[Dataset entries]
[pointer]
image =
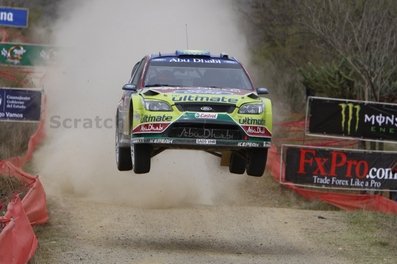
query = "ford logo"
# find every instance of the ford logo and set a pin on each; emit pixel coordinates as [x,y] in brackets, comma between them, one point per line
[206,108]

Exercise:
Substitute "chevrolet emblem" for every occurrence of "ford logo" in the rows above, leaving all other text unchanged, and reproduce them without the pictures.

Written solution:
[pointer]
image =
query = "chevrolet emblem"
# find every instance of the chevrolet emblem and set a pin on each; emit pixel coordinates as [x,y] in brackets, comma between them, one point per line
[206,108]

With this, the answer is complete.